## Required action
What is the number of lines in the entries that contain "pink"? Reply with that number only.

[[ Dataset records open ]]

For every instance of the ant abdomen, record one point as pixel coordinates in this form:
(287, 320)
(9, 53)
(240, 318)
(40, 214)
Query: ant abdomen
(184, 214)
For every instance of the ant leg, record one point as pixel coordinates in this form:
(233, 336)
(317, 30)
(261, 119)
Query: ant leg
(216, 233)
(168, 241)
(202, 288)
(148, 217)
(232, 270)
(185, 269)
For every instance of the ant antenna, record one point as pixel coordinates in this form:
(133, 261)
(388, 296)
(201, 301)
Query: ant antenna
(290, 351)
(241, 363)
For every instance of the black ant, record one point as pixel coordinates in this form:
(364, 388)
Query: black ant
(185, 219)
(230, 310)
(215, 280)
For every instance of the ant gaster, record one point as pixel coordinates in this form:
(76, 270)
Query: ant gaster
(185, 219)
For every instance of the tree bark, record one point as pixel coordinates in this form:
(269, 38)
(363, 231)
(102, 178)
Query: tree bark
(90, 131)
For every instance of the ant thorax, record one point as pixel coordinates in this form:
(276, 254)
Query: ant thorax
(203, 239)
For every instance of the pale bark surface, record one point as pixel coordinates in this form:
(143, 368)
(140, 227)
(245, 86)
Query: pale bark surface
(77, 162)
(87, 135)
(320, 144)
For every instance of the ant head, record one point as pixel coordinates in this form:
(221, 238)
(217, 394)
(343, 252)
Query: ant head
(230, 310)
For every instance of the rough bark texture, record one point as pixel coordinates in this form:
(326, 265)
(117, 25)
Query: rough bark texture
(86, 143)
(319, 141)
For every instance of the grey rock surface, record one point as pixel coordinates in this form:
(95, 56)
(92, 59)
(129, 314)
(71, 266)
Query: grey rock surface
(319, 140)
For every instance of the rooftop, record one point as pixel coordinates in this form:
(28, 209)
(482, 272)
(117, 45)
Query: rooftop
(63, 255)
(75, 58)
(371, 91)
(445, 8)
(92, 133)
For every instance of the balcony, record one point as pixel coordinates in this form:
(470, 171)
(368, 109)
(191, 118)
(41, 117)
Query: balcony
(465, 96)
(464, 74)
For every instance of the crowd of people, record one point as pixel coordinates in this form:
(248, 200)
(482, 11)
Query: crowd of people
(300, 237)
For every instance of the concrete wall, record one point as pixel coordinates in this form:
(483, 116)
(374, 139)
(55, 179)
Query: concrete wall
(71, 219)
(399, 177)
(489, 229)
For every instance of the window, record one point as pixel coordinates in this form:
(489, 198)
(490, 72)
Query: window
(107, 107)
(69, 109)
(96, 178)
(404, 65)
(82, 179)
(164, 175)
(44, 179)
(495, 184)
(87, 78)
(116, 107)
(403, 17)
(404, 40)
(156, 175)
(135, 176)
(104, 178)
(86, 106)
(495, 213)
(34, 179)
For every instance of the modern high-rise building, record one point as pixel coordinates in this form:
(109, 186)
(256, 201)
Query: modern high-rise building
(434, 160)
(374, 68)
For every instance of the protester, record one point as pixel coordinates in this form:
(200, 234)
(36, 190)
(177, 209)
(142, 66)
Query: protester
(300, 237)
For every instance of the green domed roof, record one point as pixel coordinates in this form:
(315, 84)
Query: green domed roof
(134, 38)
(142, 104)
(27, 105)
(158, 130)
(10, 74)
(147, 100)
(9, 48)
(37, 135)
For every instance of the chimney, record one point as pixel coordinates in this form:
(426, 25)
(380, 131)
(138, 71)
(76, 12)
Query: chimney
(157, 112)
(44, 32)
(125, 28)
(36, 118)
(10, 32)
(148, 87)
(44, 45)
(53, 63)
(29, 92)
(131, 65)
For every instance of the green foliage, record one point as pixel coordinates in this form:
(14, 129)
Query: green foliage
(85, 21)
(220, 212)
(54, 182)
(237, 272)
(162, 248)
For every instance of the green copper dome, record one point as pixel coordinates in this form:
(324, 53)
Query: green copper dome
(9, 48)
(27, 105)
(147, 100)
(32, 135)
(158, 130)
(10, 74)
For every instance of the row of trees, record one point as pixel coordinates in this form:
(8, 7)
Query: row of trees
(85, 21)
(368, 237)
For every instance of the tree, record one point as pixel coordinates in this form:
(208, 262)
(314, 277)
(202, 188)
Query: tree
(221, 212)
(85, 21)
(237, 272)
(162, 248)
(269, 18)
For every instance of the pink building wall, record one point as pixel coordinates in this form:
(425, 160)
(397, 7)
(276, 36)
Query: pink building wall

[[ Dataset records closed ]]

## Result
2